## Consignes
[1] D'après le texte sur l'accompagnement au piano, à quoi le rôle d'accompagnateur fait-il appel lorsqu'on reçoit une chanson sans harmonisation ni partition écrite ?
[2] Rédigez la suite du texte sur l'accompagnement au piano, en partant de sa dernière phrase.

## Texte proposé
Depuis plusieurs années que je travaille comme pianiste avec des choeurs et des petits ensembles vocaux, et je dois souvent composer les accompagnements que je joue. Le travail d'accompagnement n'est pas une route balisée. L'accompagnateur est un interprète, bien sûr. Mais qu'interprétera-t-il lorsqu'il reçevra une chanson sans harmonisation, ni partition écrite? C'est alors que le rôle d'accompagnateur ("être avec") prend tout son sens, faisant appel à l'harmonisation, l'arrangement, parfois le 'coaching' et ensuite l'interprétation. C'est dans ce contexte-là que mes cours d'harmonie, suivis à Vinvent d'Indy, revêtent toute leur importance.

## Données fournies
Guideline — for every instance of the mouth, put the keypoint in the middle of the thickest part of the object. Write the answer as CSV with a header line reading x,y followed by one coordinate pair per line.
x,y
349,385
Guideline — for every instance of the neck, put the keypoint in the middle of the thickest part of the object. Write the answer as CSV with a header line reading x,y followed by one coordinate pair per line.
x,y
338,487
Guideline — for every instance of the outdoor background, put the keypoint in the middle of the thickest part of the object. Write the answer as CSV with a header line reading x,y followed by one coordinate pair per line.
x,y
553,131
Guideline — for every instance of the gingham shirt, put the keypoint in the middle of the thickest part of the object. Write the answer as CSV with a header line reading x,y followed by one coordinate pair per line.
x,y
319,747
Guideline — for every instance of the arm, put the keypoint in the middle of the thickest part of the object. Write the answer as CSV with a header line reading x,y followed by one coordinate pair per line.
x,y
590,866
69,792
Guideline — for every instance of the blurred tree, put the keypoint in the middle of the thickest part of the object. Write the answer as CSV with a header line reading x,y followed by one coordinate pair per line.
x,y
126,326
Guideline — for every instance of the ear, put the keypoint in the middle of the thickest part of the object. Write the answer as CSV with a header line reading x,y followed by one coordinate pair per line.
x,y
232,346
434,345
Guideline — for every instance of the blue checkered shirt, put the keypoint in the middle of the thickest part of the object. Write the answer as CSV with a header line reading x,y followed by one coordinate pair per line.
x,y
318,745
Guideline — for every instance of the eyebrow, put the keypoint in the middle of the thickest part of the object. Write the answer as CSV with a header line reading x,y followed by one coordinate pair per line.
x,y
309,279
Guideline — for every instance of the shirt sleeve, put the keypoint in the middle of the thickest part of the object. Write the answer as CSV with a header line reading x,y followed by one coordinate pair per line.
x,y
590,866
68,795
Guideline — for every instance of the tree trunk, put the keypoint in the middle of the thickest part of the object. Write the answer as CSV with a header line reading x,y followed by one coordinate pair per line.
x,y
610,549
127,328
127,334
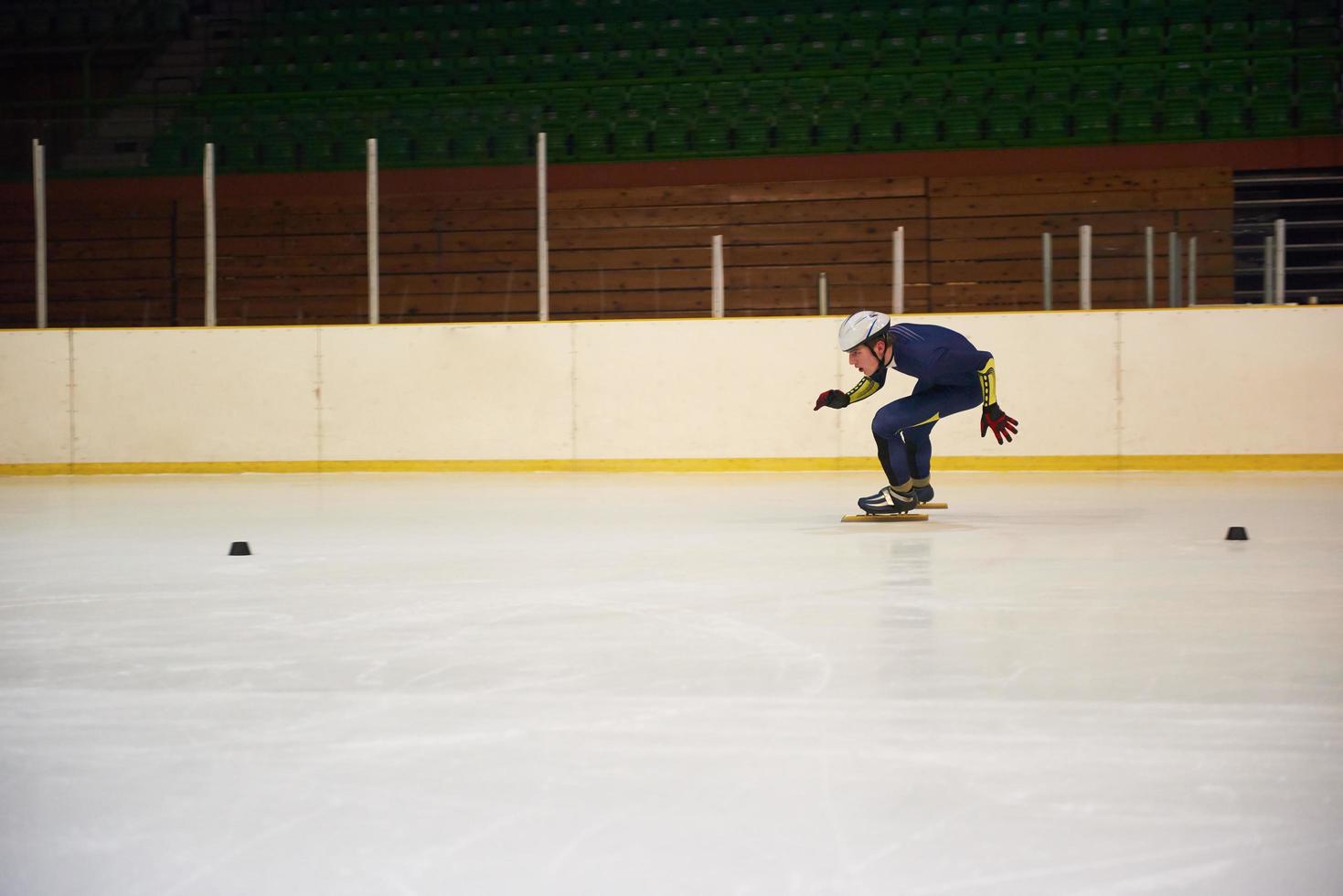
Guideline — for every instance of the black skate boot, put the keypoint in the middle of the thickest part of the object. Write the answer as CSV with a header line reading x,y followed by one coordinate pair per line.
x,y
890,501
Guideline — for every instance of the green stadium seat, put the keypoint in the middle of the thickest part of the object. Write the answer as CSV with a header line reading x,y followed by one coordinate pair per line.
x,y
1064,14
920,126
794,129
1096,85
1182,119
856,53
1272,77
1272,34
776,58
968,85
1186,37
1229,37
724,94
877,128
816,55
1093,123
847,89
1059,43
672,134
824,26
1017,46
673,34
592,139
1145,12
736,59
1145,40
1226,77
1317,74
938,50
1182,80
622,63
943,19
1135,120
1105,14
978,48
806,91
904,22
710,32
1102,42
896,50
1319,31
928,89
750,133
1271,117
887,88
1005,123
1226,117
712,134
1024,15
1050,123
1011,86
1139,80
1054,85
962,123
750,30
834,129
685,96
1317,113
767,93
661,62
985,17
632,136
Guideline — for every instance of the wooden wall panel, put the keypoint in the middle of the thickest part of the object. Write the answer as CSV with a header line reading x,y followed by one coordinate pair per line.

## Corrigé
[1] Il fait appel à l'harmonisation, à l'arrangement, parfois au « coaching », puis à l'interprétation.

[2]
Comme il n'est pas rare que des profs de piano soient, comme moi, en situation d'accompagner et d'écrire de petits arrangements qu'ils jouent eux-mêmes ou pour leurs élèves, j'ai pensé partager quelques-unes de mes "miniatures" qui servent d'introduction à des chansons, ainsi qu'un petit air de danse yougoslave (Kolo) que j'ai harmonisé pour le piano. Nous regarderons leur écriture, les éléments qui les constituent et, dans le cas des introductions, leur rapport avec la pièce.

Pour trouver des façons de mettre en valeur les mélodies, les introduire, les accompagner ou les lier de ponts ou de transitions, je n'hésiterai pas à chercher l'inspiration dans tous les plans à la fois — qu'ils relèvent de l'aspect sonore, descriptif ou textuel de la pièce, ou simplement de l'imaginaire. Le secret, quant à moi, réside dans le temps et le coeur qu'on met à s'investir dans chaque détail de la pièce. Il y a toujours mille et un aspects à saisir dans une oeuvre, même si en partant je sais rarement lequel sera mis en evidence, ni même quand il se manifestera.

Le Loup, la biche et le chevalier

Le loup, la biche et le chevalier est une petite chanson enfantine dans le sens où elle nous rappelle les berceuses et contes de notre enfance.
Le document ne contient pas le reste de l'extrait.